▸ **What to do**
Which lines in the material below contain the word "shower"? Show every one of them, copied in full.
## START Data for processing
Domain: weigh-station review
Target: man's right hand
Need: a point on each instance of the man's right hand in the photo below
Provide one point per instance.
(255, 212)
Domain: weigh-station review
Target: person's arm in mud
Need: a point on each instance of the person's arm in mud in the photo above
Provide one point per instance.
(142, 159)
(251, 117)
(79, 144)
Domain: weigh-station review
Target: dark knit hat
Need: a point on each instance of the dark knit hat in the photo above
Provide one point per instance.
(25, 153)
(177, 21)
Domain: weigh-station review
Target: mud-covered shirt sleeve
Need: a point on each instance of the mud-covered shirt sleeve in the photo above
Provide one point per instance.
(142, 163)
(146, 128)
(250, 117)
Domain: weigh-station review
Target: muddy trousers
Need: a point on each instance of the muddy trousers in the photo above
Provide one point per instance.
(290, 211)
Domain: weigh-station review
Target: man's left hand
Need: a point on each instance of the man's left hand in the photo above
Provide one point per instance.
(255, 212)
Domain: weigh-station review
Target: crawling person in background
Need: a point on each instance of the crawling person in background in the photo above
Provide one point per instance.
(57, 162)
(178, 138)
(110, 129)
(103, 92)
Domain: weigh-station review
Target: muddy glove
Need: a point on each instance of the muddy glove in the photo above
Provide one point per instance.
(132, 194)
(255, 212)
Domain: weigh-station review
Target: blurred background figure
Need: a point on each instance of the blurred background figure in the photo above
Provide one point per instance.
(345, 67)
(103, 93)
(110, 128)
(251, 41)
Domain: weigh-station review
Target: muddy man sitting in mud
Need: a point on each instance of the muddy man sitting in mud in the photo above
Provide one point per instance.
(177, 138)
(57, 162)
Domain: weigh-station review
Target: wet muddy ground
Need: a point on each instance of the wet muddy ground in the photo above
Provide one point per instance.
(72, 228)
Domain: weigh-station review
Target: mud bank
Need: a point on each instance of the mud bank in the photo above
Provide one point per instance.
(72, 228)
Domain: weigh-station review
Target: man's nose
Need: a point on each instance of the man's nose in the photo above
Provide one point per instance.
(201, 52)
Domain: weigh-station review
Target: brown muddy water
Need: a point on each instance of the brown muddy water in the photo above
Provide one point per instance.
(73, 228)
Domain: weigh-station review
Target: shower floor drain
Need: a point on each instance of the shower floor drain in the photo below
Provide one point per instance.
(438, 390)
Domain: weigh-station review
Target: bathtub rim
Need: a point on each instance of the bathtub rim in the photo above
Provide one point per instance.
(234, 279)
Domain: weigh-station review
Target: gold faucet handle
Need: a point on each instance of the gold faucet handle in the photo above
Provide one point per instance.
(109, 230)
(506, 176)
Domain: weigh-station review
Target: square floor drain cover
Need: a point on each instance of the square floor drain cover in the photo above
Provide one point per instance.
## END Data for processing
▸ **Task answer**
Target: shower floor drain
Need: a point on each instance of the shower floor drain in the photo below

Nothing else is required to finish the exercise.